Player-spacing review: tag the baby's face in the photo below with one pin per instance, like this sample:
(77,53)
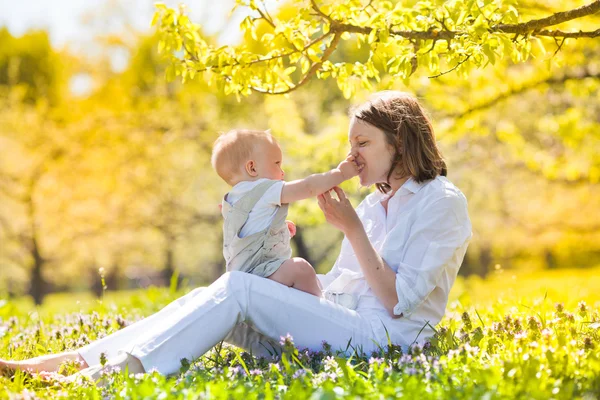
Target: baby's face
(268,158)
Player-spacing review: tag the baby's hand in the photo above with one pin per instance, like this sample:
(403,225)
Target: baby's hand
(291,228)
(348,167)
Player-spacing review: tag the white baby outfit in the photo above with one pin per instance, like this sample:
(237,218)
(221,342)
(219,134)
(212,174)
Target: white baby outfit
(265,245)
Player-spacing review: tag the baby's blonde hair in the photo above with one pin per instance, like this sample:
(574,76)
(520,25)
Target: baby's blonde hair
(231,150)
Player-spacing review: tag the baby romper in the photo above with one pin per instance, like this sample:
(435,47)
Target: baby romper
(260,253)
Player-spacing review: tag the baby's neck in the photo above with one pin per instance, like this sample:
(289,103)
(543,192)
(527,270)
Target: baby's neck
(245,179)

+++

§ Exercise task
Leave out the pictures and print each record exactly as it stands.

§ Answer for this exercise
Player-spacing review: tag the baby's face in the photo below with one pin per instance, like this sample:
(77,53)
Target: baby's face
(268,158)
Player-spacing review: tag the baby's hand in the photo above with one pin per instance, like this sample:
(403,225)
Target: baby's hand
(291,228)
(348,167)
Player-spacing review: tag the white baby outfit in the photo above with one pin per instance, like this sample:
(237,218)
(221,342)
(219,134)
(212,174)
Target: white baby outfit
(265,245)
Player-spacing review: tag the baby's blonde hair in the photo above with one pin per instance, like this sample:
(574,76)
(520,25)
Target: baby's blonde hair
(231,150)
Player-spacing review: tag the baby romper in the photo above with one pin per instance, like this sample:
(435,47)
Target: baby romper
(260,253)
Player-spacing review: tag the baby's neck in the photo above with one pin per instance, like this sample:
(289,103)
(543,192)
(527,270)
Target: baby's neck
(245,179)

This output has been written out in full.